Copy every one of the items below word for word, keeping each line unchanged and in the same order.

Given entries:
------

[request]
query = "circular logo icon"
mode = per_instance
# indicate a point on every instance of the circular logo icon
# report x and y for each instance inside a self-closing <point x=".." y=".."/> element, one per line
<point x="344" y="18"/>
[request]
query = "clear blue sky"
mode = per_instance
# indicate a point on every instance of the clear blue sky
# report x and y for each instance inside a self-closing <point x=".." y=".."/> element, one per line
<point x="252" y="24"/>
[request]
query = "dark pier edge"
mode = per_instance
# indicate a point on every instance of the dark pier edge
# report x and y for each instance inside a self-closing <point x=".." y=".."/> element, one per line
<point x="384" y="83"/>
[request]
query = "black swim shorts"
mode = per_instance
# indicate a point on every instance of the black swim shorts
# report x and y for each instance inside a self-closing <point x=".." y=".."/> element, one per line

------

Solution to this task:
[request]
query = "circular logo icon"
mode = per_instance
# indicate a point on every instance of the circular logo icon
# report x and y for each instance inside a self-closing <point x=".." y=".."/> element, one per line
<point x="344" y="18"/>
[request]
query = "clear blue sky"
mode = per_instance
# indicate a point on every instance of the clear blue sky
# report x and y for each instance inside a self-closing <point x=".." y=".."/> element, one per line
<point x="252" y="24"/>
[request]
query = "dark pier edge"
mode = per_instance
# indicate a point on every instance of the dark pier edge
# report x and y for each instance inside a self-closing <point x=".." y=".."/> element, one per line
<point x="384" y="83"/>
[request]
query = "black swim shorts"
mode = per_instance
# indicate a point on every instance of the black swim shorts
# report x and y for each instance inside a self-closing <point x=".." y=".."/> element, one per line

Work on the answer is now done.